- _Exercise directions_
The answer is the set of lines that include "glass", copied from the data below.
--- Record set ---
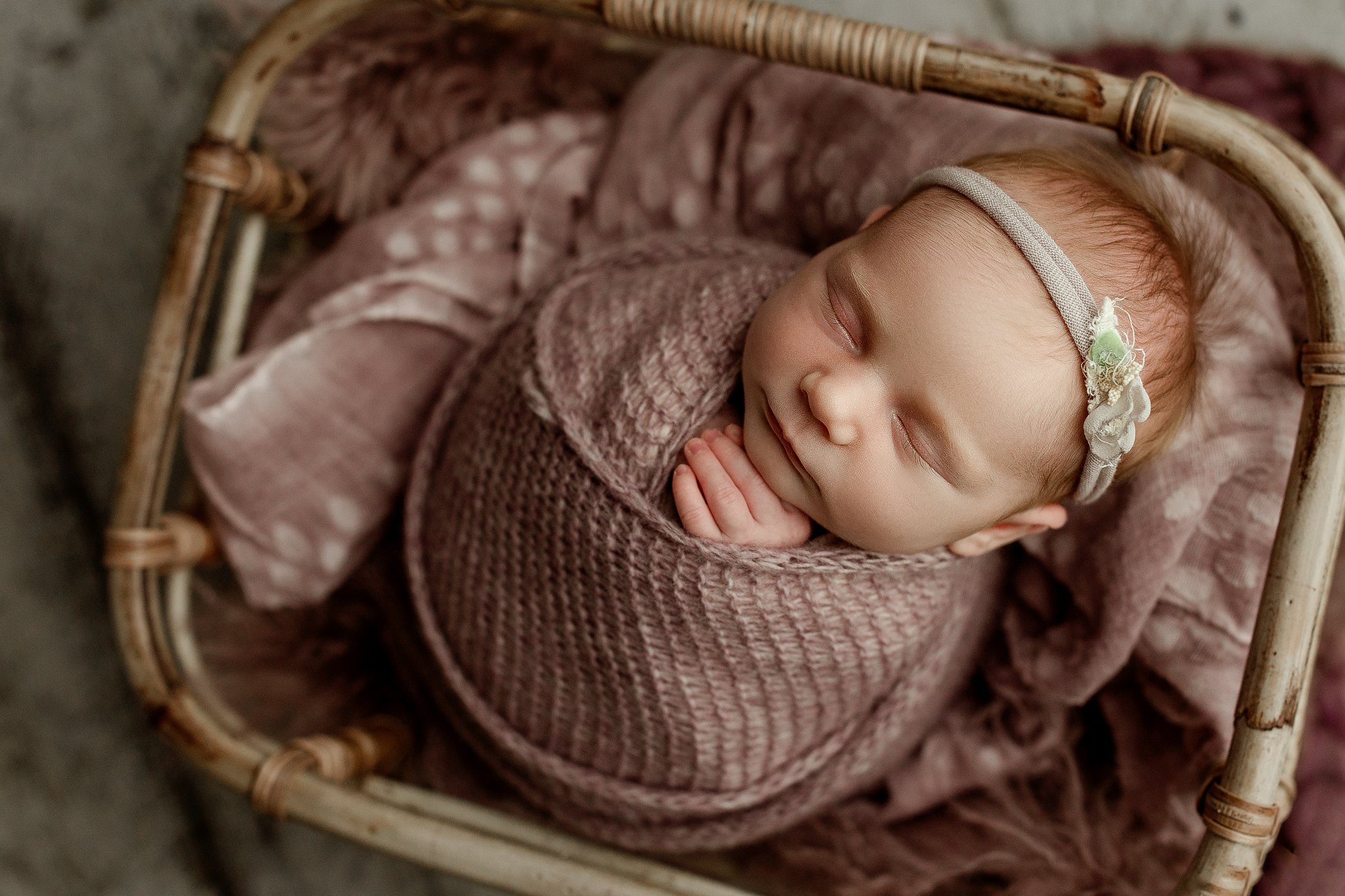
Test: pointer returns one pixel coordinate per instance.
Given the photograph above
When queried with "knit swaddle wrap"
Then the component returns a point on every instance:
(643, 686)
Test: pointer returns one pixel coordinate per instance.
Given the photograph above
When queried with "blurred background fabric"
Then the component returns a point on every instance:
(99, 100)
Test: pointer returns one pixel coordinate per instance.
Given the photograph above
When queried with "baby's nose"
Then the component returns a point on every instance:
(833, 404)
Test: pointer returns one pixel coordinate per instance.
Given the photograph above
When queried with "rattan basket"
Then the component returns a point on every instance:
(330, 781)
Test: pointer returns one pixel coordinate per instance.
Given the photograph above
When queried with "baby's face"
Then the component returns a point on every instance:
(909, 368)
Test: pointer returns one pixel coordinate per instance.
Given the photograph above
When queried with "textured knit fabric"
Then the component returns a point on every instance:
(652, 688)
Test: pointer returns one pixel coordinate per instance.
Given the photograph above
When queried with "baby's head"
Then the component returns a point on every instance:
(924, 378)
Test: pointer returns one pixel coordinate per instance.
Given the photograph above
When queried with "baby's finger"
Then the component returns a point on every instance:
(727, 503)
(691, 506)
(760, 497)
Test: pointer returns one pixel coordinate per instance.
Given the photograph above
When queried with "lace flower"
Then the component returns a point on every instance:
(1117, 397)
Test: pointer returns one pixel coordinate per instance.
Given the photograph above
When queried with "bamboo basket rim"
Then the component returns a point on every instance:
(151, 552)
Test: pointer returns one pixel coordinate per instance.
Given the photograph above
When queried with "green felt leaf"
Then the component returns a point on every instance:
(1107, 348)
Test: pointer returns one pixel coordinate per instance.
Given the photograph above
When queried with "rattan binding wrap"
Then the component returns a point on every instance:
(1322, 364)
(861, 50)
(357, 752)
(1148, 115)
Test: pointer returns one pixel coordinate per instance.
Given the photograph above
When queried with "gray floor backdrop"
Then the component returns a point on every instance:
(97, 101)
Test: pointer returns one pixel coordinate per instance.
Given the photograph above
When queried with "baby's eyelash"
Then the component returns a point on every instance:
(896, 421)
(830, 310)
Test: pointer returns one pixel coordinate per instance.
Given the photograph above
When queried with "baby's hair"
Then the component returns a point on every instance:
(1121, 223)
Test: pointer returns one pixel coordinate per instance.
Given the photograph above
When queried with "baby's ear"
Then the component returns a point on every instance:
(875, 215)
(1031, 522)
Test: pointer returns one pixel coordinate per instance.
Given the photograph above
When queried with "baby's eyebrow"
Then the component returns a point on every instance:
(930, 429)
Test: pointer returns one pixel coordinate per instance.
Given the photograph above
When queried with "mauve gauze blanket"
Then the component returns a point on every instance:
(732, 147)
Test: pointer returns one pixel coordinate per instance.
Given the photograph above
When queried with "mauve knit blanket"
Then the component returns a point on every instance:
(1140, 609)
(647, 687)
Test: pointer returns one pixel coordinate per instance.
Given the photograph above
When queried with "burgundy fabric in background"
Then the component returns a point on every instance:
(1308, 100)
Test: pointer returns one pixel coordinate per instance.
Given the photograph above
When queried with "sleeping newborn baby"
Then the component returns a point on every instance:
(945, 377)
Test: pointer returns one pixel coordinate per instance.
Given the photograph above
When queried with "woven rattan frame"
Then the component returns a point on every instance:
(150, 552)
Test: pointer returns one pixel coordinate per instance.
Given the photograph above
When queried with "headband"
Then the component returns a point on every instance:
(1117, 397)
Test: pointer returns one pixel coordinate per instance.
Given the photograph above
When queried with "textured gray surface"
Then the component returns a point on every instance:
(97, 101)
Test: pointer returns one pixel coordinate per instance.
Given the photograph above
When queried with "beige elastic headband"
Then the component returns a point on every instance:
(1117, 397)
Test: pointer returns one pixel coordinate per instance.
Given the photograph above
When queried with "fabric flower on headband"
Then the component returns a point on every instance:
(1117, 397)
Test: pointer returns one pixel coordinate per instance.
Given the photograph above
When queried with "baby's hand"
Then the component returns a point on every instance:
(723, 497)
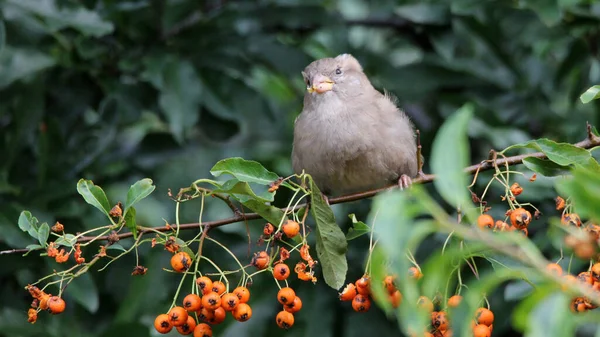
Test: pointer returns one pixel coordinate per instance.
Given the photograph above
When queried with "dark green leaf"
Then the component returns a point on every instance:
(130, 221)
(138, 191)
(545, 167)
(590, 94)
(358, 228)
(450, 155)
(331, 242)
(244, 170)
(93, 195)
(43, 233)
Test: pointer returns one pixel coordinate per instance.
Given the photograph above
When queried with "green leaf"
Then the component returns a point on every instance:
(244, 170)
(93, 195)
(28, 223)
(331, 242)
(68, 240)
(17, 64)
(138, 191)
(358, 228)
(449, 156)
(43, 234)
(545, 167)
(590, 94)
(130, 221)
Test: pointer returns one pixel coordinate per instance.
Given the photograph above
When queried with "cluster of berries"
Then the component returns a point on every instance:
(210, 308)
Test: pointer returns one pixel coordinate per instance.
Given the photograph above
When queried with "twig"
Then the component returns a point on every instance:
(590, 141)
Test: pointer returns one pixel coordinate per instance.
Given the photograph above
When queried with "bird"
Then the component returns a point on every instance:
(349, 136)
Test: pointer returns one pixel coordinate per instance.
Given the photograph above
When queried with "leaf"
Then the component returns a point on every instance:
(590, 94)
(43, 234)
(545, 167)
(331, 242)
(449, 156)
(358, 228)
(244, 170)
(93, 195)
(16, 64)
(28, 223)
(138, 191)
(130, 221)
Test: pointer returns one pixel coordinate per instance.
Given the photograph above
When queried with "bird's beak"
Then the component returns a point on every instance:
(321, 84)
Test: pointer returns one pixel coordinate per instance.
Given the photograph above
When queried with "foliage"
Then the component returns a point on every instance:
(114, 91)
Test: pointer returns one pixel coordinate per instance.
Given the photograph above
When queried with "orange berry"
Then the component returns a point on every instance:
(162, 324)
(218, 287)
(485, 221)
(281, 271)
(291, 228)
(242, 312)
(293, 307)
(203, 330)
(204, 284)
(178, 316)
(361, 303)
(415, 273)
(284, 319)
(425, 303)
(484, 316)
(395, 298)
(554, 268)
(211, 301)
(192, 302)
(242, 293)
(188, 327)
(181, 262)
(286, 295)
(363, 285)
(348, 293)
(261, 260)
(454, 301)
(520, 218)
(56, 305)
(481, 331)
(268, 229)
(229, 301)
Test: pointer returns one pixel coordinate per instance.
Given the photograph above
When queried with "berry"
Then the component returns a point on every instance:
(361, 303)
(162, 324)
(284, 319)
(286, 295)
(242, 312)
(291, 228)
(485, 221)
(192, 302)
(178, 316)
(281, 271)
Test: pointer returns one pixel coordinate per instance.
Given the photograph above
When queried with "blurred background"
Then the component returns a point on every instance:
(115, 91)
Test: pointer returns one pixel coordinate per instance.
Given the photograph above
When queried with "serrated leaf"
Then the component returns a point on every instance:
(130, 221)
(138, 191)
(93, 195)
(358, 228)
(43, 234)
(331, 242)
(244, 170)
(590, 94)
(545, 167)
(450, 155)
(28, 223)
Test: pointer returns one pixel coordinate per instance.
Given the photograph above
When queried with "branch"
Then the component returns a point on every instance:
(590, 142)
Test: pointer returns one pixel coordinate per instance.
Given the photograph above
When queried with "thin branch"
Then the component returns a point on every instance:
(590, 142)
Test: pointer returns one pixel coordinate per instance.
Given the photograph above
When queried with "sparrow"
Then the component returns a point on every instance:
(350, 137)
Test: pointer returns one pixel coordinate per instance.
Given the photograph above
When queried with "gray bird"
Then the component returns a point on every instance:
(349, 136)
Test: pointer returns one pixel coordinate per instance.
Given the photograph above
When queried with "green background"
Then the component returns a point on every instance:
(115, 91)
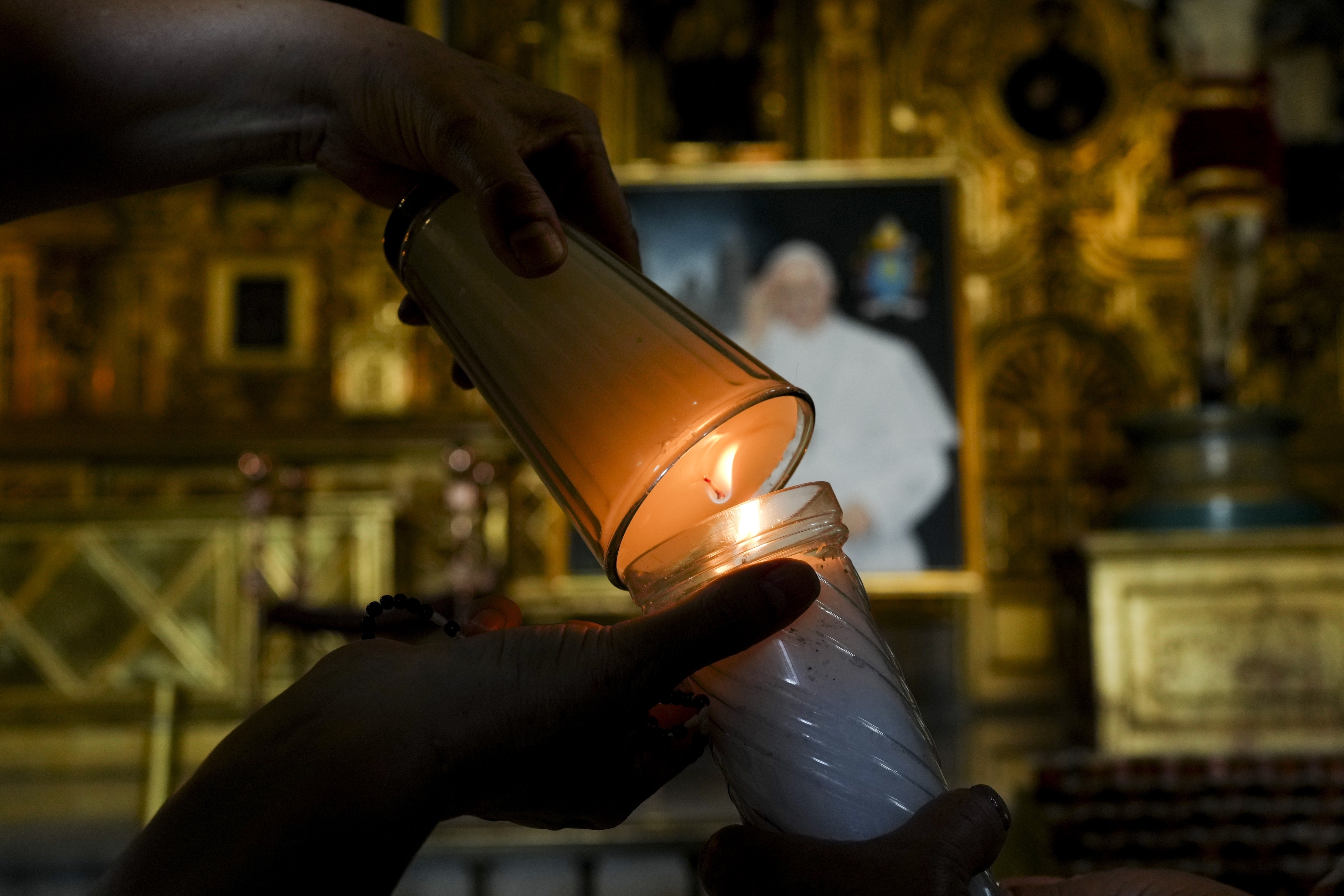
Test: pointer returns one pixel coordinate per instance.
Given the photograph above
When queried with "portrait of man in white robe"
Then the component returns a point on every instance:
(884, 430)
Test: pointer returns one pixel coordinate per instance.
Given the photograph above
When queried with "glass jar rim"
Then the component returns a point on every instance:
(758, 530)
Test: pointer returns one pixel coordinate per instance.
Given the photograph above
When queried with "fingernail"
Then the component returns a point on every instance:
(490, 620)
(992, 796)
(537, 248)
(789, 588)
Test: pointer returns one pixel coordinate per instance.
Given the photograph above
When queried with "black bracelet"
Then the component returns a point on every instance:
(369, 625)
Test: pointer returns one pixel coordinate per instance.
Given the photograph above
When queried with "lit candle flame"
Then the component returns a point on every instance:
(720, 484)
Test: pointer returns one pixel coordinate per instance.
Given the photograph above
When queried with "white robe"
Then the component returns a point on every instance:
(882, 436)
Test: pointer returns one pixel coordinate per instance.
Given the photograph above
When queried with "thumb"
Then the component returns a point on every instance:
(936, 853)
(722, 620)
(967, 827)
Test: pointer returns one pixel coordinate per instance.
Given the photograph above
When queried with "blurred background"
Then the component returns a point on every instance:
(217, 444)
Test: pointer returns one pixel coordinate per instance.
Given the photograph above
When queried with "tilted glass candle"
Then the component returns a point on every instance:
(815, 729)
(636, 414)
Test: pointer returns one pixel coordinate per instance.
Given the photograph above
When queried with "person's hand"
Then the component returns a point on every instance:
(337, 782)
(152, 93)
(1121, 882)
(936, 853)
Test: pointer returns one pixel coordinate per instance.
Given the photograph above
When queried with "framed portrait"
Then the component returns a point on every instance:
(843, 279)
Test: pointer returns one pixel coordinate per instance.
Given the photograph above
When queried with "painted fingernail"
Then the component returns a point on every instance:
(992, 796)
(490, 620)
(537, 246)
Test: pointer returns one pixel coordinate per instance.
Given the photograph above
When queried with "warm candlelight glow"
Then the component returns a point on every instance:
(730, 465)
(720, 484)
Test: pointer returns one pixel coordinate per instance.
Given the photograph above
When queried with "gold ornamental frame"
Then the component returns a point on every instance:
(564, 597)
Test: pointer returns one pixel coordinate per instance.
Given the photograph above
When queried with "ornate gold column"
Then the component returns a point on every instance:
(844, 97)
(593, 70)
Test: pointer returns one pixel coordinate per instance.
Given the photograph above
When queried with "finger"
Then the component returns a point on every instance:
(1011, 886)
(1127, 882)
(409, 312)
(967, 828)
(952, 839)
(722, 620)
(491, 615)
(519, 221)
(578, 178)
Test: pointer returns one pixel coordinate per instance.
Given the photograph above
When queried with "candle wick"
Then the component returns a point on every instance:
(716, 489)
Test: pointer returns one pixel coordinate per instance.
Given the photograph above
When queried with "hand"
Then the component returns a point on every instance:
(337, 782)
(1121, 882)
(152, 93)
(936, 853)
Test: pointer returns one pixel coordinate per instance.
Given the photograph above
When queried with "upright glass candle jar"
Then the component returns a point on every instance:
(640, 418)
(815, 729)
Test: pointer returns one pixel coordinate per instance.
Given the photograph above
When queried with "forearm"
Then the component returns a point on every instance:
(331, 788)
(111, 97)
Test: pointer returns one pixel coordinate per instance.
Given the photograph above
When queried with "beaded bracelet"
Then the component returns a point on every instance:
(412, 605)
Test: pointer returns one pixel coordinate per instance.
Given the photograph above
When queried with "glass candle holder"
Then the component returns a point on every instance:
(640, 418)
(814, 729)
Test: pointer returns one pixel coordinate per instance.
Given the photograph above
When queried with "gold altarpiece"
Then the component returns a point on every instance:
(1073, 288)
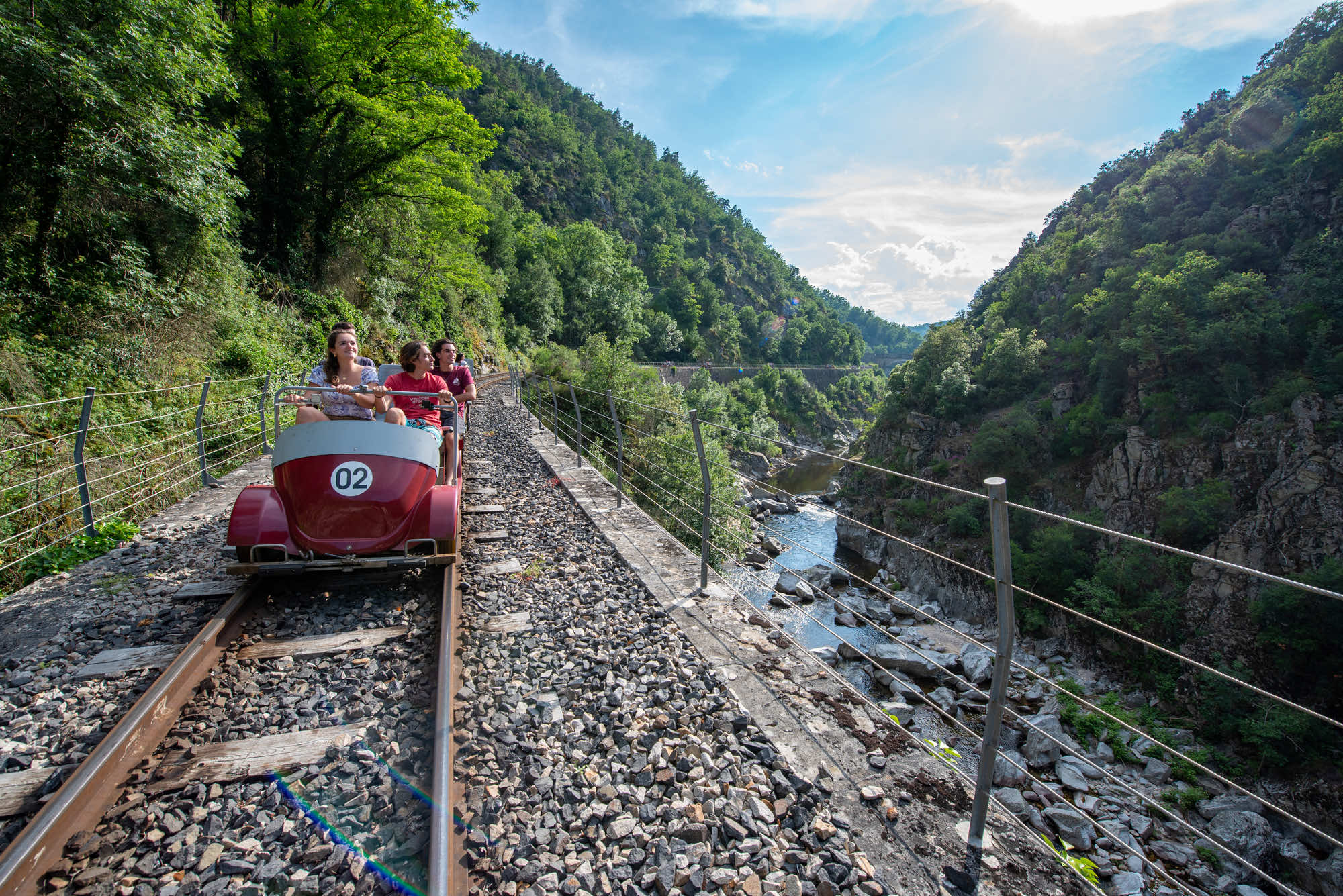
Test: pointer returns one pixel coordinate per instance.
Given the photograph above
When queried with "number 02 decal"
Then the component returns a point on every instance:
(353, 478)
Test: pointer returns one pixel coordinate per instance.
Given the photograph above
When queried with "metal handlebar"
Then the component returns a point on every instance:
(456, 407)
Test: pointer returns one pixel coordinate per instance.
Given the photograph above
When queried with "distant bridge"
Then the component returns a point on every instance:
(887, 362)
(820, 377)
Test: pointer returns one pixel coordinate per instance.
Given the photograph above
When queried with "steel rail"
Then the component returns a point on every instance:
(443, 868)
(96, 785)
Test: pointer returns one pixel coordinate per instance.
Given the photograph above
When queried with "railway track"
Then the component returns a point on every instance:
(123, 761)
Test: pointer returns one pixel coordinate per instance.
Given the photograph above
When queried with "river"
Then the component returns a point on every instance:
(809, 537)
---
- _Answer to this problem_
When queried with "glass jar rim"
When queried with "tilted glass candle"
When queried with "upright glass candle jar"
When queried with "glass candle holder"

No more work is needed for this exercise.